From the line that has "of the balcony" down to the final line of the listing below, transcribe every line exactly, and only those.

--------------------

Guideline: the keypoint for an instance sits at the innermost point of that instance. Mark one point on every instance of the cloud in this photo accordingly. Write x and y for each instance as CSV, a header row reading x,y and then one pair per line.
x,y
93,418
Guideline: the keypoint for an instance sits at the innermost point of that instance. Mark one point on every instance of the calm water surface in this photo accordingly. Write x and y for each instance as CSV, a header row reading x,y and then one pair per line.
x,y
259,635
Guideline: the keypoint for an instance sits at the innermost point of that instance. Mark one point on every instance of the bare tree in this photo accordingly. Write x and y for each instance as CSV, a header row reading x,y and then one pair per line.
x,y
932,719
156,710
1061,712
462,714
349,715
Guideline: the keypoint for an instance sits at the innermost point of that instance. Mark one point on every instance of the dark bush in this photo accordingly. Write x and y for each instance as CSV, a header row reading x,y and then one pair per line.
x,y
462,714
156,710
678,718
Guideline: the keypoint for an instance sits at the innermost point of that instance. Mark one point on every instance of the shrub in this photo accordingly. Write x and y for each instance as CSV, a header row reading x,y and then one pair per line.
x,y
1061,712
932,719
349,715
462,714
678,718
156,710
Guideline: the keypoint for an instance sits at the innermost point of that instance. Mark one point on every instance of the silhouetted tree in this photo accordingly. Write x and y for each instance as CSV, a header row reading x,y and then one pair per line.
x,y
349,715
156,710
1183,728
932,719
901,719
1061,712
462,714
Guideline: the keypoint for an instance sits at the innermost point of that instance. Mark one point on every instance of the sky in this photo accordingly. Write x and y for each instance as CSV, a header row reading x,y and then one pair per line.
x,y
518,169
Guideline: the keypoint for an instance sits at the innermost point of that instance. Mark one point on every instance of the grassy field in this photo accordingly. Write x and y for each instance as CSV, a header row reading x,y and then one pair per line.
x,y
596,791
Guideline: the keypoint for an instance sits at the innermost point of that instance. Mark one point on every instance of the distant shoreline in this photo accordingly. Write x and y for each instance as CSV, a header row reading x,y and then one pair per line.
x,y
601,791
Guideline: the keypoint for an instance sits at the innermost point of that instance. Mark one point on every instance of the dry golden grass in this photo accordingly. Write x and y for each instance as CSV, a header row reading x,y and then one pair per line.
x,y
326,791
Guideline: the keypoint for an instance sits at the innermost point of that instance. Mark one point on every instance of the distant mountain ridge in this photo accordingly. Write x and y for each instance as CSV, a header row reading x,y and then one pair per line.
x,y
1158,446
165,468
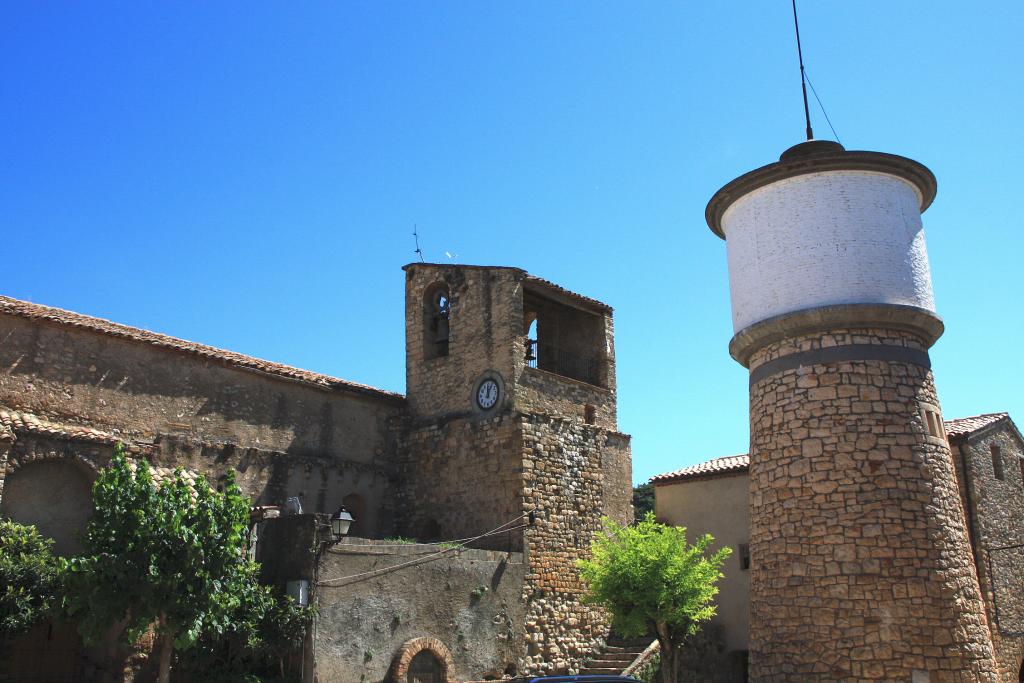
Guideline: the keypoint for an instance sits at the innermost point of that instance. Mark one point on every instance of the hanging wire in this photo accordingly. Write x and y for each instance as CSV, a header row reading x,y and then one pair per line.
x,y
504,528
803,78
822,107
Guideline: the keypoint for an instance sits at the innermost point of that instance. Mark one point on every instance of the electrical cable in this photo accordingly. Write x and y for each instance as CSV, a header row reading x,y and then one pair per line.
x,y
503,528
822,107
420,560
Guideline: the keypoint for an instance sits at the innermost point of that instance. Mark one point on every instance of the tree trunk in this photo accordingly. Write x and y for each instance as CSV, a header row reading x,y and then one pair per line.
x,y
670,655
166,650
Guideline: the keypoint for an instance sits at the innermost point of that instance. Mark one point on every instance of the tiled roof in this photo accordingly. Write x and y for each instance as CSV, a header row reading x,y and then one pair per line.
x,y
966,426
13,422
954,429
726,465
39,312
561,290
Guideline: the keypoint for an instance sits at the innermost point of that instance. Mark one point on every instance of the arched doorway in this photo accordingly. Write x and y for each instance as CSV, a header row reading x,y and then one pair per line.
x,y
423,659
54,496
425,668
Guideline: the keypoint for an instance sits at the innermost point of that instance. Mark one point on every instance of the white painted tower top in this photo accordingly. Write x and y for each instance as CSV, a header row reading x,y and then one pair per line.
x,y
824,226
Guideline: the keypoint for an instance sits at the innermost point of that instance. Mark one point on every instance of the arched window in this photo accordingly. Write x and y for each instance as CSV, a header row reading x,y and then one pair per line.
x,y
425,668
531,339
437,313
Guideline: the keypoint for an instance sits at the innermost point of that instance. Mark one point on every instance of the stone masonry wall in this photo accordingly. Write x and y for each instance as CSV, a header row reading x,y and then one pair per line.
x,y
573,474
283,437
469,601
541,391
860,562
997,511
461,478
484,325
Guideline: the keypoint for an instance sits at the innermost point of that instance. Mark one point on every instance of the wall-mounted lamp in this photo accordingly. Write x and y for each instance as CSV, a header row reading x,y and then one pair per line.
x,y
340,522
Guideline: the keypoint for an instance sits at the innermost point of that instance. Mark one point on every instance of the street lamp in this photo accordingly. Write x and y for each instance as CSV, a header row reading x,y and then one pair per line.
x,y
340,522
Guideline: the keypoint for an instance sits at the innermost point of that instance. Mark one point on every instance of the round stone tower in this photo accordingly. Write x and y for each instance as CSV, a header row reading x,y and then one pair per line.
x,y
861,566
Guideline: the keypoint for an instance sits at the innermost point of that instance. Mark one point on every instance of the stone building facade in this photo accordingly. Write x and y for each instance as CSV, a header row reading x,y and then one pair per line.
x,y
860,558
713,498
506,440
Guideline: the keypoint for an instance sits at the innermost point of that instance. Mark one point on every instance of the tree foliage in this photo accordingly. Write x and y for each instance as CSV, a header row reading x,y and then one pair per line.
x,y
652,581
169,557
28,578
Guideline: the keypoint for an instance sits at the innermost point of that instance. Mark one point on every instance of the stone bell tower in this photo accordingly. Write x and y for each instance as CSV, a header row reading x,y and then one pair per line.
x,y
861,567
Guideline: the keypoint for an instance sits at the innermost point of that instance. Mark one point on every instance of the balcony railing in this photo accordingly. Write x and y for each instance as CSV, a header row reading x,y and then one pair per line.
x,y
560,361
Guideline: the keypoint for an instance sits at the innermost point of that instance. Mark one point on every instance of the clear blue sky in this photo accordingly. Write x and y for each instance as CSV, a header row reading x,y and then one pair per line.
x,y
248,174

--------------------

### The solution
Guideline: the keypoint for an instance sits at the innermost point of that instance. Mark one point on every instance of the balcony railing in this photo accordingly. Write x and y for each instance as CSV, a header row reading x,y and then one pair per line.
x,y
560,361
Guideline: the keypoint for an instance sits at the innermost point of that instance. Mark one point on every instance of the clear blue sky in this photo accordingly. Write x and y for each instance as CSV, a header row reading x,y and then one pair per line.
x,y
248,174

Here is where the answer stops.